START DATA SECTION
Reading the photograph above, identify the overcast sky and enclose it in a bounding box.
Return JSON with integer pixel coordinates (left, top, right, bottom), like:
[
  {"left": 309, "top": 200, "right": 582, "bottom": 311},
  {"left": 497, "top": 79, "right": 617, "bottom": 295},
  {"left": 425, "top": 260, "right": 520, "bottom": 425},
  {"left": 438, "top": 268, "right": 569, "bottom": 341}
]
END DATA SECTION
• [WHAT YOU HAVE TO DO] Output each of the records exactly as it stands above.

• [ANSWER TO THIS PROBLEM]
Reading the photograph above, identify the overcast sky and enclose it in a bounding box.
Return JSON with integer pixel coordinates (left, top, right, bottom), like:
[
  {"left": 309, "top": 200, "right": 582, "bottom": 311},
  {"left": 497, "top": 79, "right": 617, "bottom": 295},
  {"left": 425, "top": 260, "right": 520, "bottom": 425},
  {"left": 438, "top": 268, "right": 569, "bottom": 341}
]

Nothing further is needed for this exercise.